**Your instructions**
Beginning at the line that contains "of the adult's", reproduce every line to the end of the material without changing any of them.

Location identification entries
[start]

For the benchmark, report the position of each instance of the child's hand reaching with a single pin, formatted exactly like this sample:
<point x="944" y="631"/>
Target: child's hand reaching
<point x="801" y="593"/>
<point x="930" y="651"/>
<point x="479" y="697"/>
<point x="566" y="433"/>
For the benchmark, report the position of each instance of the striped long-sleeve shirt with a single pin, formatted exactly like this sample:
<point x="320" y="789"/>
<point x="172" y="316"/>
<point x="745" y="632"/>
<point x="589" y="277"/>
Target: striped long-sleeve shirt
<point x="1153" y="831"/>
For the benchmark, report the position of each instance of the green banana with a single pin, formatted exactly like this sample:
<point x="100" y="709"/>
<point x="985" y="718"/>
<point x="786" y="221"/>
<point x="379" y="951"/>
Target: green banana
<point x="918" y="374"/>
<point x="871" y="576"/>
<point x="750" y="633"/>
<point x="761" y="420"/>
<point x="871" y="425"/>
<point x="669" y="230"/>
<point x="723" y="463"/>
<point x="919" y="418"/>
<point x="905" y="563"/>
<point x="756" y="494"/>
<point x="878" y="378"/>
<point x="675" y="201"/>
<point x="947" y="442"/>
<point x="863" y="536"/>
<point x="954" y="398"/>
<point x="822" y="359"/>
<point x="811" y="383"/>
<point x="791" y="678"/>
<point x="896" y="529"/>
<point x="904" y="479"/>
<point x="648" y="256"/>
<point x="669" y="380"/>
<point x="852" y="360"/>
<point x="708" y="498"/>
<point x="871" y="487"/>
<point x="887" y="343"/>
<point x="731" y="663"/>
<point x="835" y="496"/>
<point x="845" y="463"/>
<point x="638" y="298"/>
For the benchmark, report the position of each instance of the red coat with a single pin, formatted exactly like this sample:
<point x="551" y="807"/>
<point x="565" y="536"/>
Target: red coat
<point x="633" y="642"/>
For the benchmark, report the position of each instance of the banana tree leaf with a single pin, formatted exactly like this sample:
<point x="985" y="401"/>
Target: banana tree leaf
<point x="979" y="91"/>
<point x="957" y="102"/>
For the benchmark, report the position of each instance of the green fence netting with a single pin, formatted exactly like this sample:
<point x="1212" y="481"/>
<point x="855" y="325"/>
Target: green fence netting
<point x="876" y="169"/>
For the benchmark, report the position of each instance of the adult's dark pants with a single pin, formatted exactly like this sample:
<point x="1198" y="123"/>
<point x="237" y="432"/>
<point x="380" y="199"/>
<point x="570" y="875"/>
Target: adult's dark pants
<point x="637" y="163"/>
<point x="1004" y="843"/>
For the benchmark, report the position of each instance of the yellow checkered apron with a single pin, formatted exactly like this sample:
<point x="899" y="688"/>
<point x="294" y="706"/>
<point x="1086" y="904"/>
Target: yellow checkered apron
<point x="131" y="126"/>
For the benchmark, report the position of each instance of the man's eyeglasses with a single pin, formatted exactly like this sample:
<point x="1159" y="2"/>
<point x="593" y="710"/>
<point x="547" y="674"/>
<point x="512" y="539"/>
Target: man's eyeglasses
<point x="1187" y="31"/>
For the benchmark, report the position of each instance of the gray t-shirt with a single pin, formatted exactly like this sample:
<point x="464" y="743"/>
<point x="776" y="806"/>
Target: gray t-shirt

[end]

**Output for this task**
For the benchmark, report the position of each instance of the adult's dark pants with a single pin, formatted exactly like this sample:
<point x="1198" y="123"/>
<point x="237" y="432"/>
<point x="380" y="199"/>
<point x="570" y="875"/>
Target: adult's dark pants
<point x="637" y="163"/>
<point x="1004" y="843"/>
For the benchmark, report the position of each instance of the yellow checkered apron with a single pin, formatted exactly like this sample:
<point x="899" y="688"/>
<point x="294" y="706"/>
<point x="1086" y="904"/>
Target: yellow checkered apron
<point x="131" y="126"/>
For the benchmark, report the position of each instance of the man's eyeglasses with a single pin, formatted exactly like this sample:
<point x="1159" y="2"/>
<point x="593" y="710"/>
<point x="547" y="674"/>
<point x="512" y="539"/>
Target: man's eyeglasses
<point x="1187" y="31"/>
For the benchmark, report the position of each instance of the gray t-shirt with a single pin, formatted exactly like this sample:
<point x="464" y="743"/>
<point x="776" y="806"/>
Target: gray t-shirt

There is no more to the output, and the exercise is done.